▶ _Quoted text_
%%

Semi sealed is where the heating water is taken from the same source as the plumbing water I.E your two large tanks. If this is the case then you probably don't have a hole in the cylinder, as in a hole in the cylinder would not cause the tanks to over flow as the system water (heating and plumbing) would balance without a need to rise.

However if you have a set automatic filling unit filling your heating it will automatically fill when water leaves heating system. this could cause the tank to over flow and would mean you have a hole.

So, do you have a gauge at the boiler?
Do you have a big brass valve somewhere with a gauge and black knob attached?

Do you have a sliver fexlible hose connecting to pipes together in hot press or at boiler(there is valves with normally black handles)?

It is likely it is the ballcock, keep an eye on it.


I know it's alot of information and if you feel I could explain it better please ask.


----------



## SISSOKO (20 Mar 2009)

DavyJones said:


> Firstly we need to establish how your heating system is topped up with water.
> 
> It may be a "semi sealed" system, this is an Irish way of doing something that breaks a whole lot of by laws (story for another day).
> 
> ...


 
Davyjones , no gauge at boiler , brass valve to rear of cylinder with guage
going up to 4 bar with red and black needles.Red needle seems to be constant at 2 bar , black just above zero.Thought that black needle used to move when heating was on but could be mistaken.
No sign of any silver flexi hose anywhere that i can see , as bad as ever this evening.


----------



## DavyJones (20 Mar 2009)

SISSOKO said:


> Davyjones , no gauge at boiler , brass valve to rear of cylinder with guage
> going up to 4 bar with red and black needles.Red needle seems to be constant at 2 bar , black just above zero.Thought that black needle used to move when heating was on but could be mistaken.
> No sign of any silver flexi hose anywhere that i can see , as bad as ever this evening.




Ok, that could be an automatic filling valve. Is there a black wheel type handle.

If so close it. Rightly tighty, lefty loosely!


----------



## SISSOKO (20 Mar 2009)

OK closed that , only took about half a turn and its not so much a wheel type
but more of a knob type what should i expect


----------



## DavyJones (20 Mar 2009)

Not a lot I would think.

Unlikey to be hole in cylinder.
Are the tanks still overflowing?
Have you checked the ballcock in tanks again, this is the most probable cause.


----------



## SISSOKO (20 Mar 2009)

ok ,went up and had a look at tanks , pipe from right hand base of cylinder that goes up into attic and is connected to both tanks at base of each is warm all the way up and you can actually see the waves of tha warm water entering tanks.Ballcock not letting in water and tank is about to overflow. What the hell is causing that ?? frustrated now!!


----------



## DavyJones (20 Mar 2009)

ok.
You have hot water expanding back through the cold fed to cylinder?

At the moment you have heating on?

Off the top of the cylinder there is a hot draw off pipe and an expansion pipe that hooks over top of tanks, ensure this is not obstructed or blocked.

As mentioned earlier it may be a faulty immersion. you should use a phase tester to prove that no power is going to immersion when switch is off. The fault would be at the switch, theromstat fault at immersion.


----------



## SISSOKO (20 Mar 2009)

%%

▶ _Aim_
In the heating thread, please list every sentence that ends with a question mark and appears before the first line of dashes.

▶ _Data extract_

%%

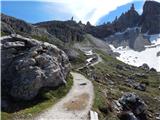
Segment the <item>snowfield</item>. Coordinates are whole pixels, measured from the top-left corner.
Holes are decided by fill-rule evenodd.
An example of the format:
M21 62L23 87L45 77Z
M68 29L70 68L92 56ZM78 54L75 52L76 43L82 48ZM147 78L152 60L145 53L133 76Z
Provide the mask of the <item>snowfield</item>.
M152 45L146 46L146 49L141 52L134 51L129 47L115 48L113 45L110 45L110 48L113 52L120 53L120 56L117 57L117 59L124 63L133 66L141 66L146 63L150 68L155 68L160 72L160 56L157 56L157 53L160 52L160 38L156 38L151 42Z

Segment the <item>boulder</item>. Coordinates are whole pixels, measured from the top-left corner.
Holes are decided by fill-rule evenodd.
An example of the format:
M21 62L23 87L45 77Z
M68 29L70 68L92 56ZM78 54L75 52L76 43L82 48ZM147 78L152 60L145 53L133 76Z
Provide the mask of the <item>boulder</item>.
M144 84L144 83L138 83L134 87L135 87L135 89L140 90L140 91L146 90L146 84Z
M142 68L144 70L149 70L150 69L149 66L146 63L144 63L142 66L140 66L140 68Z
M66 83L67 55L55 45L22 36L1 38L2 94L31 100L44 87Z
M124 93L114 105L121 120L147 119L147 106L135 93Z
M151 68L150 72L157 72L157 70L155 68Z

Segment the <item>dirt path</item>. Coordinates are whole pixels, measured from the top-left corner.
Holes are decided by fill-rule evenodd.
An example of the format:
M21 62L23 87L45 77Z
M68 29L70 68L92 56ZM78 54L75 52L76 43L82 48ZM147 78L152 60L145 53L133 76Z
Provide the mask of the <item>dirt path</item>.
M34 120L87 120L94 98L90 80L79 73L71 73L74 84L70 92L57 104Z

%%

▶ _Output of the task_
- So, do you have a gauge at the boiler?
- Do you have a big brass valve somewhere with a gauge and black knob attached?
- Do you have a sliver fexlible hose connecting to pipes together in hot press or at boiler(there is valves with normally black handles)?